**Reading passage**
+ + +
1. Field of the Invention
The present invention is in the field of magnetic susceptometers, especially those intended for use in ferromagnetic foreign body (FFB) detection as a safety measure prior to magnetic resonance imaging (MRI).
2. Background Art
Ultra-sensitive magnetic susceptibility measurements are useful in a number of applications, including the measurement of iron concentrations in the liver and the detection of ferromagnetic foreign bodies in the eye and brain, and elsewhere in the body, prior to magnetic resonance imaging. In the magnetic susceptibility measurement, a magnetic field is applied to a specimen, and a magnetic sensor measures the change in magnetic field due to the magnetization induced in the specimen by the applied field. The main challenge in such measurements is not only that the magnetic field response of the sample is small in absolute terms, but that the response may be many orders of magnitude smaller than the magnetic field that is applied to the specimen. Measuring such a small response, in the presence of such a relatively large applied field, is especially difficult in a room-temperature instrument, because temperature fluctuations may distort the geometrical relationship between the magnets or coils that produce the applied magnetic field and the magnetic-field sensors that detect the response of the specimen. This geometrical distortion causes fluctuations in the measured magnetic field, which can mask the desired magnetic field response of the specimen. One way to minimize such temperature drifts is to modulate the distance or spatial relationship between the specimen and the instrument, modulating the magnetic susceptibility response of the specimen at a frequency that is relatively high compared with the typically slow time-scale of the temperature drifts.
An alternative approach in sensitive magnetic susceptibility measurements is to maintain a desired geometrical relationship between the magnetic-field source(s) and the magnetic-field sensors, so as to minimize fluctuations in the measured magnetic field. The required dimensional stability of the sensor unit is determined by the required resolution of the magnetic susceptibility measurement. Certain specific applications, such as detection of ferromagnetic foreign bodies prior to MRI imaging, require resolution of changes in magnetic field that are 107 or even 108 times smaller than the field applied to the specimen. In order to resolve signals 107 times smaller than the applied field, it would be necessary for all the relative dimensions of the sensor unit to remain constant to roughly one part in 107. Some existing magnetic susceptometers, based upon superconducting quantum interference devices (SQUIDs), achieve the required stability by placing the magnetic field source or sources and magnetic field sensor or sensors in a liquid helium bath. With this approach, thermal expansion is not a problem because temperature fluctuations are controlled by the liquid-helium bath, and because the thermal expansion of most materials is essentially frozen out at liquid-helium temperatures. This geometrical stability, and not any intrinsic property of superconductors, may in fact be the single greatest advantage of working at liquid-helium temperatures. Achieving similar stability at room temperature is a significant problem.
Even if the aforementioned problems can be solved, there are additional problems related to the use of magnetic susceptibility measurements in pre-MRI screening for FFBs, including masking of the magnetic susceptibility response of the FFB by magnetic susceptibility signals from tissues in the patient's head, and masking of the magnetic susceptibility response of the FFB by the very large response due to the magnetic susceptibility contrast between the body tissues and the surrounding air. Further, the computer equipment used in interpreting the signals measured by the magnetic susceptibility instrument can add to the cost of pre-MRI screening.
+ + +
**Supplied records**
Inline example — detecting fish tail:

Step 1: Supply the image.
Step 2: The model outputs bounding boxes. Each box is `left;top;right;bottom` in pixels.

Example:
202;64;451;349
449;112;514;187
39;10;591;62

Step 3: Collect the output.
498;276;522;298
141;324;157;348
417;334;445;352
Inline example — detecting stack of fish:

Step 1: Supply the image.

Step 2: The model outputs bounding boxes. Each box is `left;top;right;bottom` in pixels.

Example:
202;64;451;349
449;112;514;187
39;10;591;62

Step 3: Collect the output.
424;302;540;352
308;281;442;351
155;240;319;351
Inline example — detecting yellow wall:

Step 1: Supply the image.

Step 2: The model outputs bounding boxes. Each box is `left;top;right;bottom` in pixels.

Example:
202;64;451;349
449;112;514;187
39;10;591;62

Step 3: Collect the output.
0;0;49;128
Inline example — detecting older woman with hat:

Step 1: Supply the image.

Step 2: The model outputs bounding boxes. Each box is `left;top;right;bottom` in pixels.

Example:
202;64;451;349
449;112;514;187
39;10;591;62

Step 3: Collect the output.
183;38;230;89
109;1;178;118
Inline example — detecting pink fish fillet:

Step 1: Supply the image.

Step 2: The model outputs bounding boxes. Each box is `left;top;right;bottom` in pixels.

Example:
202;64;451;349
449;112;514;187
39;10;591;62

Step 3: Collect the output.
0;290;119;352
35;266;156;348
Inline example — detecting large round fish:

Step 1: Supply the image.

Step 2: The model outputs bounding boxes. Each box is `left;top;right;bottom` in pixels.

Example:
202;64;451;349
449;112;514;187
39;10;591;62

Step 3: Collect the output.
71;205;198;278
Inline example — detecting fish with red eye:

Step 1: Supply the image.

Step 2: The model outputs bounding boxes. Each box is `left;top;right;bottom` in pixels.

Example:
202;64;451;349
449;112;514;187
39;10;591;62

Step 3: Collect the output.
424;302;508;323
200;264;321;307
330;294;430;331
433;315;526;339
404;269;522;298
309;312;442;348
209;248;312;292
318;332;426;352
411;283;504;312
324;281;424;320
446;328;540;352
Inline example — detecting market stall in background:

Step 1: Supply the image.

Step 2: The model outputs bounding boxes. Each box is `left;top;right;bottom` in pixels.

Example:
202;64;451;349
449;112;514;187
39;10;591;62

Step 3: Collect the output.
+ + +
**Problem requirements**
Rewrite the passage on magnetic susceptometers from "Even if the" up to and including "of pre-MRI screening.", putting "computing hardware" in place of "computer equipment". The records are separate material from the passage on magnetic susceptometers.

**Written answer**
Even if the aforementioned problems can be solved, there are additional problems related to the use of magnetic susceptibility measurements in pre-MRI screening for FFBs, including masking of the magnetic susceptibility response of the FFB by magnetic susceptibility signals from tissues in the patient's head, and masking of the magnetic susceptibility response of the FFB by the very large response due to the magnetic susceptibility contrast between the body tissues and the surrounding air. Further, the computing hardware used in interpreting the signals measured by the magnetic susceptibility instrument can add to the cost of pre-MRI screening.